» CONSIGNES À SUIVRE:
a – Recopiez le passage du texte à lire qui va de « 1. S'agissant de » jusqu'à « permis de chasser. » inclus.
b – D'après le texte à lire, comment sont fixés les taux des taxes de plan de chasse selon le deuxième alinéa de l'article L. 225-4 du code rural ?

» TEXTE À LIRE:
++++++++++

JORF n°172 du 27 juillet 2000

II. - Sur l'exercice, par le Parlement,

de sa compétence en matière financière

A. - Deux dispositions de la loi déférée sont visées par des critiques fondées sur une atteinte aux règles régissant la « procédure parlementaire en matière financière », c'est-à-dire, en réalité, à la compétence du législateur en la matière.

La première concerne l'article 17, qui entend unifier les procédures annuelles afférentes au permis de chasser en fusionnant, par l'instauration d'un guichet unique, celles qui portent sur la délivrance du visa et sur sa validation annuelle. Est plus particulièrement en cause le XIII de cet article, qui modifie l'article L. 223-17 du code rural en renvoyant à la loi de finances le soin de fixer le montant et les conditions de recouvrement des redevances cynégétiques. Selon les requérants, cette disposition constitue une injonction méconnaissant l'initiative du Gouvernement en matière de lois de finances.

La seconde critique vise le VI de l'article 31, et plus précisément l'article L. 225-4 du code rural. Les auteurs de la saisine relèvent que le deuxième alinéa de cet article dispose que les taux des taxes de plan de chasse sont fixés par arrêté. Ce faisant, le législateur méconnaîtrait la compétence que lui attribue la Constitution, soit que l'on considère ces taxes comme des impositions, soit que l'on y voie des cotisations relevant des assemblées générales des fédérations de chasseurs.

B. - Ces critiques ne sont pas fondées.

  1. S'agissant de l'article 17, le législateur a entendu améliorer le régime juridique des redevances cynégétiques, prévues par l'article L. 223-16 du code rural et perçues lors de la validation du permis de chasser.

++++++++++

(Étiquetage de la position des objets)

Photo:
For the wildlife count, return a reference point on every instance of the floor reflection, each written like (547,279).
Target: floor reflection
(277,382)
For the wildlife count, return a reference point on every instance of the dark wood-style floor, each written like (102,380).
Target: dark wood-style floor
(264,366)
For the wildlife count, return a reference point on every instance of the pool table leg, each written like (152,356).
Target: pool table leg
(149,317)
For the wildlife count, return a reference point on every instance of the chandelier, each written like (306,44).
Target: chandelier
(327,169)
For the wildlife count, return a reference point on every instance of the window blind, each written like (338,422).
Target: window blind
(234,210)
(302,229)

++++++++++

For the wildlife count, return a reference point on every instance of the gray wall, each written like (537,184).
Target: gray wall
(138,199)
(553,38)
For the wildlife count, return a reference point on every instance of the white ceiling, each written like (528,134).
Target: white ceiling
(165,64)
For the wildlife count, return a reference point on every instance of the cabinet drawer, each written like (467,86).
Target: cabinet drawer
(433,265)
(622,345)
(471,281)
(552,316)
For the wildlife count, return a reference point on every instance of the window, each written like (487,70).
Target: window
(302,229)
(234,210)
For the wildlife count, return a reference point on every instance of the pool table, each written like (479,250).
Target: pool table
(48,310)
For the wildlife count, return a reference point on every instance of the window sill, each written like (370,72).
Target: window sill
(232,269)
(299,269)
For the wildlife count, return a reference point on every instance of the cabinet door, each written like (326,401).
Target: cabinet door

++++++++++

» RÉPONSES PAR CONSIGNE:
a –
1. S'agissant de l'article 17, le législateur a entendu améliorer le régime juridique des redevances cynégétiques, prévues par l'article L. 223-16 du code rural et perçues lors de la validation du permis de chasser.

b – Ils sont fixés par arrêté.